* **Extract**:
::::
Classics of Marketing Education

You can't sell either the sizzle or the steak if the meat is tainted. No, not even with one of the most powerful marketing arms on the face of the planet.

Thursday 2 July 2009

"Them Good Ol' Boys Were Drinking Whiskey & Rye..."

& also knocking back the burgers by the look of it. So this might well '...be the day that they die'.

The map is from my current obsession: Sociological Images.

Do check out some of the French and German anti-AIDS adverts on the site. & I defy anyone to make sense of this French Orangina advert:

"The sexual availability of the female…um…wildlife, all of whom are sexy and sexualized and dancing with the one male, the bottles of Orangina erupting from between the female zebras’ legs, and the female octopus squeezing Orangina out of her boobs…there’s a lot to work with."

Wednesday 1 July 2009

A Non-Economist Asks...

Anne Pettifor says bank money is not a commodity.
....most assume that credit = savings, and that only by mobilising savings or surpluses (generated by production of one sort or another) is it possible for banks or financial institutions to lend money to finance economic activity. In other words, that money (deposits/savings/credit) exists only as the result of economic activity; and those deposits/savings/credit then create economic activity.
::::
* **Work request A**:
Answer these questions from the blog excerpt:
(i) Which site does the writer name as the source of the map?
(ii) Which brand's advert does the writer defy anyone to make sense of?
(iii) What does Anne Pettifor say bank money is not?
* **Work request B**: Reproduce the blog excerpt word for word, starting at "You can't sell" and ending at "that they die'.".
* **Work request C**: Write the next part of the blog excerpt on marketing and bank money, beginning after its final sentence.
The items after this blog excerpt are separate material and are unrelated to it.
::::
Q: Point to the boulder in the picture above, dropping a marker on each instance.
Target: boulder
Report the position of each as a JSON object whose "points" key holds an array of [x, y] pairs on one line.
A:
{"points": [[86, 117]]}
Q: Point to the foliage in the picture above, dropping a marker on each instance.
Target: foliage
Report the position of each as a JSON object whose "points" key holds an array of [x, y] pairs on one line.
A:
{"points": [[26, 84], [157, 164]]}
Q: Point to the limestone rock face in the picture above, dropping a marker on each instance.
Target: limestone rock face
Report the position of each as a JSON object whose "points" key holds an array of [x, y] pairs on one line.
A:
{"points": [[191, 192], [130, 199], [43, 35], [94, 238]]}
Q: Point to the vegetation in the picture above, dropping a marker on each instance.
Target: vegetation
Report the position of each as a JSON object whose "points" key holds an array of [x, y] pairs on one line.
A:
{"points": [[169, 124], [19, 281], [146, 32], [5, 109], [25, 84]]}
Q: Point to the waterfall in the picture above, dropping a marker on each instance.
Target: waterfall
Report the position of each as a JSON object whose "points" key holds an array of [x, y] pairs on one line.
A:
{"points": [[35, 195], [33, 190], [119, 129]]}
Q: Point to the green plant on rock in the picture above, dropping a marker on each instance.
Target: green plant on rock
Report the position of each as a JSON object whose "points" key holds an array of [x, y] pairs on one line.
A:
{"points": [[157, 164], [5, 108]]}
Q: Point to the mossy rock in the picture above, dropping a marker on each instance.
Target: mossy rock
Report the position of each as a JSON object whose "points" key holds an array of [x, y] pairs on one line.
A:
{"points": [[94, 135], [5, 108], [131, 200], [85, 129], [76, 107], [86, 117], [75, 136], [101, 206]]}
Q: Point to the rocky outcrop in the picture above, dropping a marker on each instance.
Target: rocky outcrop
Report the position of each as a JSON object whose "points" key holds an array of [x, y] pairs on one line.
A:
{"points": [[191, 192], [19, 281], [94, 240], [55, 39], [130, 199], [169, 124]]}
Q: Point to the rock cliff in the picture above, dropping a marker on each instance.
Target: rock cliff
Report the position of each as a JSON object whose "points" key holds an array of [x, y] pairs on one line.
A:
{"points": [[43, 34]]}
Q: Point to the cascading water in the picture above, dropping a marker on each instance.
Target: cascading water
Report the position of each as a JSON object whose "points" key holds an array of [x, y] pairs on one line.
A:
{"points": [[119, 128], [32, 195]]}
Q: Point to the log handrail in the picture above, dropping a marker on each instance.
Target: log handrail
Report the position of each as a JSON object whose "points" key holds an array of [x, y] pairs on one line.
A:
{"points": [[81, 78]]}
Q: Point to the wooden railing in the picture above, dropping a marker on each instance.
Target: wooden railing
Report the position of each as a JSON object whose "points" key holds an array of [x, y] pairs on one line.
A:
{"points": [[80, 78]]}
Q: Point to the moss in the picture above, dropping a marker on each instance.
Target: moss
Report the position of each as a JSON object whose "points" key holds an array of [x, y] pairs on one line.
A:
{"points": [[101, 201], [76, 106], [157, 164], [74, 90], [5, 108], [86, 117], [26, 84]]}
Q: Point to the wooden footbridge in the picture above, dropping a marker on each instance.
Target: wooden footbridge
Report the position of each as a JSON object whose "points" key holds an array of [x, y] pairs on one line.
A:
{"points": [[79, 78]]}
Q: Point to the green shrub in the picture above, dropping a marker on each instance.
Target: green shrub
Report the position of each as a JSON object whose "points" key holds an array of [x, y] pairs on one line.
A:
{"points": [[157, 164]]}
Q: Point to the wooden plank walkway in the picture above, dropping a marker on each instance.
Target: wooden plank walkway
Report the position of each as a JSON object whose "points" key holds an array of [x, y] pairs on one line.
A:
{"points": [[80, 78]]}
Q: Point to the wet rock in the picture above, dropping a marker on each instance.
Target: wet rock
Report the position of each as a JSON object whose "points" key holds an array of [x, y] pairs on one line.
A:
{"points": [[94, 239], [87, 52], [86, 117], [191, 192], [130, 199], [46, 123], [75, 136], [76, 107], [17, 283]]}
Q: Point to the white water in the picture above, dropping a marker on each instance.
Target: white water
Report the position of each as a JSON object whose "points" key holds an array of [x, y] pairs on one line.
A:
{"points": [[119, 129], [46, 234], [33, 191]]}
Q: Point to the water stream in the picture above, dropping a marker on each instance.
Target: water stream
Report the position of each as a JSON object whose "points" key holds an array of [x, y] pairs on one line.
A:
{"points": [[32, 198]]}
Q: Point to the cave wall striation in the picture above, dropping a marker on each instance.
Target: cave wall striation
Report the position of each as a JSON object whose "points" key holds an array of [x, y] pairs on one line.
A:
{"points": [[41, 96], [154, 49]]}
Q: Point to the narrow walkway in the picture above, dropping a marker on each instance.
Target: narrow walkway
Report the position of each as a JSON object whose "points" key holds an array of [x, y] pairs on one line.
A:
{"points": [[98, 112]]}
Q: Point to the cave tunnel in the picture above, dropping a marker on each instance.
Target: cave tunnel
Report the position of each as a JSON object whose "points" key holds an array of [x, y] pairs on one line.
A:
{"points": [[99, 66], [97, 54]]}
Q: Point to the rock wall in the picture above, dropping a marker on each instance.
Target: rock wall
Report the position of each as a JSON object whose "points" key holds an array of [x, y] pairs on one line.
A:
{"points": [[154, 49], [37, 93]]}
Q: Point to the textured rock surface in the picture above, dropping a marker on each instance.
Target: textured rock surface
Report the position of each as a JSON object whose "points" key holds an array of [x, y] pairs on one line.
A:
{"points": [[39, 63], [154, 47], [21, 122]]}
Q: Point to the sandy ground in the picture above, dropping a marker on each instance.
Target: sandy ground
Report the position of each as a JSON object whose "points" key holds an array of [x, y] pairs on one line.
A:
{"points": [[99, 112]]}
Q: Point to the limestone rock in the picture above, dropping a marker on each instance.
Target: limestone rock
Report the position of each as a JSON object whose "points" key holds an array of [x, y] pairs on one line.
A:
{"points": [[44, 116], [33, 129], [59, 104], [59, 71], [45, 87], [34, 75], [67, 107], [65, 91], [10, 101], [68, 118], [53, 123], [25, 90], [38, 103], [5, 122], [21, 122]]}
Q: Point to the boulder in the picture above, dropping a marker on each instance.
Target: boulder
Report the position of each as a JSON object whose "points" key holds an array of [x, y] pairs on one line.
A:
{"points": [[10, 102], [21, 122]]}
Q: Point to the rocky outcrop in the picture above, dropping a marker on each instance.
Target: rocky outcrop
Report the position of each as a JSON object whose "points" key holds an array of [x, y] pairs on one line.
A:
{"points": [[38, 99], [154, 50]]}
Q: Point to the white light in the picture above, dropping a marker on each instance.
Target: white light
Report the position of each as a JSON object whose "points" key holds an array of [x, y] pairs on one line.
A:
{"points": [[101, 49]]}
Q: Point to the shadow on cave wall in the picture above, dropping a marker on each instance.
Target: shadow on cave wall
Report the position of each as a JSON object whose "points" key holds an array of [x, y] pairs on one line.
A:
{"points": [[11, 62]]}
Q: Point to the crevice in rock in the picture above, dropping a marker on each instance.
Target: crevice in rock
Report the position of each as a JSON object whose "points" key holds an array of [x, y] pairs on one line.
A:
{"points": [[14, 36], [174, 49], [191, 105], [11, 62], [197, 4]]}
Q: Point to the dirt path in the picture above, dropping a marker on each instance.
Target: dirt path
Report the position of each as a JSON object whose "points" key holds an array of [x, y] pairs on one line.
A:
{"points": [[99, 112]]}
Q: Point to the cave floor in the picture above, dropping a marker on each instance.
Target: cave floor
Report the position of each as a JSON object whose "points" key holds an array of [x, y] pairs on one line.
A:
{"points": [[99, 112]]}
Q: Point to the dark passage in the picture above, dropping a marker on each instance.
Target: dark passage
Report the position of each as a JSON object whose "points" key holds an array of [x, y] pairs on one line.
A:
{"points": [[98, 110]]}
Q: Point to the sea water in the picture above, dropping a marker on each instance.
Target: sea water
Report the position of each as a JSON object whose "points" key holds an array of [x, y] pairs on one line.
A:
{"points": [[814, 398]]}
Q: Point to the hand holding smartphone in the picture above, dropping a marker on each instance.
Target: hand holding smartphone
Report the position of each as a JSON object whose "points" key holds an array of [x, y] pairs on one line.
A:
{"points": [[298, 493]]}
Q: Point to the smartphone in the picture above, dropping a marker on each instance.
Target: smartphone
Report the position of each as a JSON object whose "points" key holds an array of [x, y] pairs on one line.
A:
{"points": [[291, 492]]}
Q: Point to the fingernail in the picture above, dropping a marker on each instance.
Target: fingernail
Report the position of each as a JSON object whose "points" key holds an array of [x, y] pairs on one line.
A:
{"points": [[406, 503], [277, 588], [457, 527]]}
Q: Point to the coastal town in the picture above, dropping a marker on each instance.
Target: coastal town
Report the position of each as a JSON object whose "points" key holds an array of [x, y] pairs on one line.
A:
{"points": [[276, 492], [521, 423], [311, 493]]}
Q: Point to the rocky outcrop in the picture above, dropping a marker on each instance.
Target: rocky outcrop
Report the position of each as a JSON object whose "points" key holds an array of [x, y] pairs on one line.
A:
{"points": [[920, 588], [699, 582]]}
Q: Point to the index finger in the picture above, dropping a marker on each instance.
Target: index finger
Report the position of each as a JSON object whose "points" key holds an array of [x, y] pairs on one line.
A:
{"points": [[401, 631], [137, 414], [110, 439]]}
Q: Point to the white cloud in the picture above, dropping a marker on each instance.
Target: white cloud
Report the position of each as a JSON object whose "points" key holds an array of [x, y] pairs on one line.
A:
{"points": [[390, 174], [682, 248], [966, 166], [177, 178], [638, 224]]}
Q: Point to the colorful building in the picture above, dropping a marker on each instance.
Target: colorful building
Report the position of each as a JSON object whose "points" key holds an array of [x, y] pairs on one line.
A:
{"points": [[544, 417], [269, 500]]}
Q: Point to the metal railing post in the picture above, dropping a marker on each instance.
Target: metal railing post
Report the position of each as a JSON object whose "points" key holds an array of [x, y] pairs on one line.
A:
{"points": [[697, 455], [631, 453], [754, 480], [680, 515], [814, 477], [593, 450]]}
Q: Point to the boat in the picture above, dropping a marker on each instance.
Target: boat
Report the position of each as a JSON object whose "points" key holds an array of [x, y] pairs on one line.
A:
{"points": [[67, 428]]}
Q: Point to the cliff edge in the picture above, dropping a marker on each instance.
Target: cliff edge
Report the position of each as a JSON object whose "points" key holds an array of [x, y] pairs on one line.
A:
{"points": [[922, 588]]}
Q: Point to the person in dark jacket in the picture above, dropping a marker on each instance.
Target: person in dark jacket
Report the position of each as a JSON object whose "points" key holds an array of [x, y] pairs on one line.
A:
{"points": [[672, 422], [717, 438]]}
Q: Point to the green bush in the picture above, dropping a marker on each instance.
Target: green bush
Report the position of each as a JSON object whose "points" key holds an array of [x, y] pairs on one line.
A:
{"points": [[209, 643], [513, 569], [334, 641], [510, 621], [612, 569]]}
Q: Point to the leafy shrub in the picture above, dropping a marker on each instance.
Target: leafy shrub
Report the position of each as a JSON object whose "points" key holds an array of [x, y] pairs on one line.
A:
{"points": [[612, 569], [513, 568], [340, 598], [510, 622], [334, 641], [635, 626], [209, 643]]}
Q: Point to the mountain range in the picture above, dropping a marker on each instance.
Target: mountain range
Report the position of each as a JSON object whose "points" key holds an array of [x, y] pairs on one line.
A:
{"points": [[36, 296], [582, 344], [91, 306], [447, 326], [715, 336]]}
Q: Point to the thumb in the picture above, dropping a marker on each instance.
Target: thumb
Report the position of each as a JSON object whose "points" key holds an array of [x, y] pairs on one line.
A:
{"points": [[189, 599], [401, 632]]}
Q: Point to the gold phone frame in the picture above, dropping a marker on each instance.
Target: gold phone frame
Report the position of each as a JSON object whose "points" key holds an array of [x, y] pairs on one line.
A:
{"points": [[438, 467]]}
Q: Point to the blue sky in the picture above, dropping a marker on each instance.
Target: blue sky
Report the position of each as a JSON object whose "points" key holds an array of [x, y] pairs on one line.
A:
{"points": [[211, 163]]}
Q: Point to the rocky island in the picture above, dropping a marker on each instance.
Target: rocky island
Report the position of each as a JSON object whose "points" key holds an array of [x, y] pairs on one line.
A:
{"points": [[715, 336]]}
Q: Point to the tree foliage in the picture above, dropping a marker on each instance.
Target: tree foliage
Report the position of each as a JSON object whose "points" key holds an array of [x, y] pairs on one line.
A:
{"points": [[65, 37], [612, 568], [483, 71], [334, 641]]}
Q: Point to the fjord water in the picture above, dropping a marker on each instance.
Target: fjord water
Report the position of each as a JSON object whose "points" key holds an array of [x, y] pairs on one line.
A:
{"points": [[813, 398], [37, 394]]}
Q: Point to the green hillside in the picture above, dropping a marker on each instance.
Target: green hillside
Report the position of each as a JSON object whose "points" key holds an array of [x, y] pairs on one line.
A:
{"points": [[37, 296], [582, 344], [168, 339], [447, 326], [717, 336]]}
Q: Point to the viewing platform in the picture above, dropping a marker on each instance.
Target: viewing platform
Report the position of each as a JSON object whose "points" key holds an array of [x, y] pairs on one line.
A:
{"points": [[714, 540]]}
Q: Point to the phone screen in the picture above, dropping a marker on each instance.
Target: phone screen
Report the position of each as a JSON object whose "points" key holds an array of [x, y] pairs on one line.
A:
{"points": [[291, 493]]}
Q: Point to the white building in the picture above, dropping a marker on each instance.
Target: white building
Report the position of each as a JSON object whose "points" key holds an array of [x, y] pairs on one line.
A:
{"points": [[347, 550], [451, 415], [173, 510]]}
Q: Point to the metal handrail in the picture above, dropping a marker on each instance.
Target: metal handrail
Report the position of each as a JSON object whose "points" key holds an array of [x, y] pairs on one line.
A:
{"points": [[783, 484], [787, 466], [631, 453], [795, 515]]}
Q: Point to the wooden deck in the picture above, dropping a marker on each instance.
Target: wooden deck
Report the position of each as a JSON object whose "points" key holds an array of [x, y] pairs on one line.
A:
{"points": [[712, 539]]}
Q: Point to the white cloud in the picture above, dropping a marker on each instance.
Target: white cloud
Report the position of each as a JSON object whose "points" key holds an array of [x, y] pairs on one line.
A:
::::
* **Exercise response A**:
(i) Sociological Images
(ii) Orangina
(iii) A commodity

* **Exercise response B**:
You can't sell either the sizzle or the steak if the meat is tainted. No, not even with one of the most powerful marketing arms on the face of the planet.

Thursday 2 July 2009

"Them Good Ol' Boys Were Drinking Whiskey & Rye..."

& also knocking back the burgers by the look of it. So this might well '...be the day that they die'.

* **Exercise response C**:
On the contrary: it is bank money/credit that creates economic activity - and only then are deposits, surpluses and savings generated. And not the other way around.....

.....we do not have to beg powerful barons - or even rich country taxpayers - to hand over a portion of their savings. We simply have to “use the computer to mark up the size of the account” held by that poor country.

This is what banks were doing for their favoured private clients, and for the less-favoured sub-primers - with the active support of that great credit bubble-blower, Governor Alan Greenspan of the Federal Reserve. It explains why effortless and effectively costless credit creation has to be so carefully regulated. So that it is directed towards productive economic activity - not the kind of lazy, rentier ponzi finance capitalism of this past era when bankers lifted not a single productive finger but effortlessly grew richer and richer by the hour….

When you understand how easily credit/bank money is created, you realize that, unlike oil, or gold or Dutch Tulips, bank money is not a commodity.

Its a human construct, and all it requires to make a loan is for a man or woman to enter a number into a ledger/computer, and to check the loan against collateral and a potential repayment stream. As such there need never be any limit to the creation of bank money/credit."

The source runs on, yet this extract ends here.